Rows taken from a dataset:
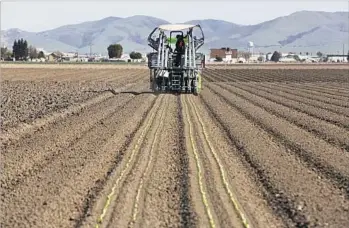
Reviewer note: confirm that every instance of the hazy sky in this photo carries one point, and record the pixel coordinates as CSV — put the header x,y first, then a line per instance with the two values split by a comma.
x,y
37,16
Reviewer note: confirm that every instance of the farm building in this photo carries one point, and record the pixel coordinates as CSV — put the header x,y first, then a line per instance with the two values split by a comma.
x,y
227,54
55,56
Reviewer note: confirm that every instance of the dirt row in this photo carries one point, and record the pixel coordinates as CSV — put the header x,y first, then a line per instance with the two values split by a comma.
x,y
29,99
305,183
241,154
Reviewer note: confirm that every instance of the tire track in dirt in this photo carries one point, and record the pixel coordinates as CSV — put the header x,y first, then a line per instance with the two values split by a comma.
x,y
218,203
202,205
239,212
57,194
331,133
299,197
167,201
153,153
101,211
319,155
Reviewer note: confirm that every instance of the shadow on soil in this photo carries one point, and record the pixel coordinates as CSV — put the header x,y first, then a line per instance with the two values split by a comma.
x,y
119,92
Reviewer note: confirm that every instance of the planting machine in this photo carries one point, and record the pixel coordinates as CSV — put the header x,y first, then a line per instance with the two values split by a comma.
x,y
175,65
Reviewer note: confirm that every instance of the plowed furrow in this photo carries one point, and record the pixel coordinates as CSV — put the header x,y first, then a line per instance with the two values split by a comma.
x,y
294,96
339,91
57,192
330,117
166,199
319,154
329,99
128,203
110,197
295,192
326,131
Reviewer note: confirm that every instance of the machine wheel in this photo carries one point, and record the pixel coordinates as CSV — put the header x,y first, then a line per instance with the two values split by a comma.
x,y
196,91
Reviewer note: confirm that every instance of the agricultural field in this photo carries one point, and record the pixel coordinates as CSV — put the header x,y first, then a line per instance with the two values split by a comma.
x,y
86,146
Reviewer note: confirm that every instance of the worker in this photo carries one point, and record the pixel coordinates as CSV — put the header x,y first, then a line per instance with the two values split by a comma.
x,y
180,49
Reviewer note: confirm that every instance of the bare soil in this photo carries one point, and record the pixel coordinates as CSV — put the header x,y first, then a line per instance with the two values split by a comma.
x,y
91,145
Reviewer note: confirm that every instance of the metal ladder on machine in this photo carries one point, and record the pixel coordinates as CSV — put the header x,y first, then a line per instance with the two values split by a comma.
x,y
176,81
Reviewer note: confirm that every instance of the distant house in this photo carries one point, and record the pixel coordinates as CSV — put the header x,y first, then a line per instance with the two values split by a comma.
x,y
227,54
55,56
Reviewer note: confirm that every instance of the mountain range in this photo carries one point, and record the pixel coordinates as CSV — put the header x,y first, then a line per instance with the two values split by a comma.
x,y
302,31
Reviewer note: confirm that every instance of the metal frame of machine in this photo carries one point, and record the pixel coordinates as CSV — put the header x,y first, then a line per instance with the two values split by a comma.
x,y
168,72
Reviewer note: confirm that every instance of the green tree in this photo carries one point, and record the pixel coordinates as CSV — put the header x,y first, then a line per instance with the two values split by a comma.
x,y
41,55
20,49
135,55
275,57
319,54
296,57
3,52
115,51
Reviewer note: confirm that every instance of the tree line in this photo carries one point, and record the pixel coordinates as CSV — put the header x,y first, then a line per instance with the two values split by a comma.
x,y
116,50
21,51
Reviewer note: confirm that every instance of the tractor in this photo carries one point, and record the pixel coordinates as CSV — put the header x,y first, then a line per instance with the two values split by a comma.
x,y
175,65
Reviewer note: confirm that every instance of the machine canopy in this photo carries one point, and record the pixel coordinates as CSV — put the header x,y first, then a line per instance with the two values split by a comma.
x,y
175,27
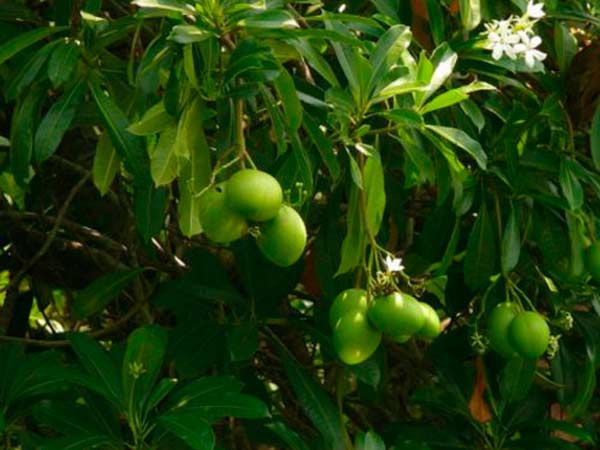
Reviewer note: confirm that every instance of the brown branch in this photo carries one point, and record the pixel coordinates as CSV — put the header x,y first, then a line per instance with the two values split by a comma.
x,y
51,236
75,227
110,329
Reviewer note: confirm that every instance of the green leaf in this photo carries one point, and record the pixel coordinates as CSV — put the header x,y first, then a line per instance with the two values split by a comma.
x,y
187,34
166,5
149,205
22,133
565,45
464,141
98,294
511,243
56,122
106,164
292,440
436,21
162,389
387,52
316,404
284,84
375,192
155,120
369,441
270,18
570,185
29,72
316,61
99,365
189,427
480,259
62,62
517,378
78,442
595,138
24,40
443,60
454,96
354,242
215,406
324,146
143,360
586,386
470,13
163,160
199,389
130,147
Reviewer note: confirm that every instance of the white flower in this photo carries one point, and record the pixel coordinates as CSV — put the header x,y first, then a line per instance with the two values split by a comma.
x,y
535,10
393,264
528,48
503,43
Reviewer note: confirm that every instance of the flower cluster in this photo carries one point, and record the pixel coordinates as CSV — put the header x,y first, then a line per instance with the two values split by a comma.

Challenge → Can you copy out all of the rows above word for word, leaving the pictures out of your answer?

Reply →
Reviewer note: confirm that every instance of the hazy sky in this photo carries one point, and record the pixel coordinates as CSV — put the header x,y first, then a line per instance with the two values split by a comma.
x,y
37,16
Reviewer note: confirm that every instance of the farm building in this photo carries one point, and record the pixel coordinates as CSV — put the header x,y first, then a line per instance with the two values split by a comma.
x,y
227,54
55,56
Reviewer note: confirm that every instance of the dirt row in this photo carries one point, and record the pixel coordinates as CSV — put the header x,y first, then a line per instance with the two values split by a comma.
x,y
29,99
305,183
241,154
Reviewer note: confirm that every instance of the tire track in dirt in this photo carries one point, and record the pixel coordinates as CSV — put the header x,y first, then a line per instance with the two values split by a comma.
x,y
218,203
202,205
239,212
57,194
331,133
299,197
167,201
153,153
101,211
319,155
Reviewer note: confirm that every instance of the shadow on soil in this photo carries one point, and record the pixel coordinates as CSV — put the header x,y first, then a line per instance with the two values split by a comma.
x,y
119,92
Reviewer note: confirm that every instance of the planting machine in this photo carries one point, and record the pixel coordinates as CSV — put the header x,y first, then a line per instance with the two values split by a comma.
x,y
175,65
Reviewer note: confirm that every instance of the plowed furrow in this photo carries one point, and record the pixel coordinates as CSV — put the header x,y first, then a line per instance with the two values split by a comma.
x,y
294,96
339,91
57,192
330,117
166,199
319,154
329,99
128,203
110,197
295,192
326,131
Reviewer note: confirm that every instance of the machine wheel in this photo carries one point, and record the pixel coordinates as CSV — put the header x,y first, then a line per instance with the two values split by a comma.
x,y
196,91
Reviewer note: confirm that every instance of the agricultural field in this photo carries one point, and record the pixel coordinates as CSV — put the header x,y first, then a line per instance with the two values split by a comma.
x,y
86,146
Reviewer note: confirm that every instance of the worker in this photo carries one point, and record the pixel coordinates as CSV — put the header x,y first, then a line per instance with the two values split by a comma.
x,y
180,49
Reviewer note: confirm that every instance of the bare soil in this photo carries one point, and record the pixel coordinates as CSV — put the header x,y first, then a line per instance with the two values split by a comma.
x,y
91,145
Reviewer note: confirm that every instance of the metal ladder on machine in this photo carries one point, and record the pixel coordinates as CSV — put the header x,y first, then a line per instance with the two values split by a comma.
x,y
176,81
Reviewer note: confirm that every instance of the distant house in this photo carries one point, and record the pixel coordinates as CSV — put the header x,y first, then a line per instance with the two values split by a comma.
x,y
227,54
55,56
Reviewer note: confirm that every instance of the mountain range in this photo carries one point, and record the pixel coordinates as CSV — put the header x,y first, then a line per instance with the two values split by a comma.
x,y
302,31
Reviewer note: confirm that every instance of the metal frame of machine in this photo carries one point, and record the pixel coordinates as CSV — put the header x,y first, then a line per instance with the two values split by a comma.
x,y
168,72
Reviewer note: confirm that every instance of the green tree in this photo carries one point, and record the pixel coordinates as CSV — put the header x,y first, then a line per instance with the two values split by a comma.
x,y
41,55
20,49
135,55
275,57
319,54
296,57
3,52
115,51
Reviewer note: confirm that every instance of the tree line in this photo carries one point, and record the pixel coordinates as CSV — put the header x,y first, then a line per instance with the two values split by a comma.
x,y
116,50
21,51
Reviewer note: confirm that every instance of the tractor in this photo carries one point, and record the pixel coordinates as CSV — put the header x,y first, then a line per instance with the two values split by a comma.
x,y
175,65
Reviewer note: confirm that every instance of the machine canopy in this photo carries one point, and record the pixel coordinates as CSV — put the header x,y first, then a line per instance with the two values split by a comma.
x,y
175,27
Reviewer note: confirm that every instance of the brown branch in this photo carries one point, and record the pixel coordinates as CSV — put the header x,y first, then a line per instance with the two values split by a comma.
x,y
51,236
75,227
110,329
Reviewer note: confirm that every instance of the green leaf in this photo carries one point, and record the pixel coordinates as CSV — put the header x,y first, then a line per instance with the two values split by a comma.
x,y
187,34
166,5
149,205
22,133
565,45
464,141
98,294
511,243
56,122
106,164
292,440
436,21
162,389
387,52
316,404
284,84
375,192
155,120
369,441
270,18
570,185
29,72
316,61
99,365
189,427
480,259
62,62
517,378
78,442
595,138
24,40
443,60
454,96
354,242
215,406
324,146
143,360
586,386
470,13
163,160
199,389
130,147
Reviewer note: confirm that every instance of the white flower in this photo carries one point, and record the pixel coordinates as CSV — put the header x,y first, then a line per instance with the two values split by a comma.
x,y
535,10
393,264
528,48
503,43
Reviewer note: confirm that every instance of the flower cluster in this photo carries one point, and record the pixel coordinates as CSV — put the header x,y first, then a line per instance with the two values split by a comma.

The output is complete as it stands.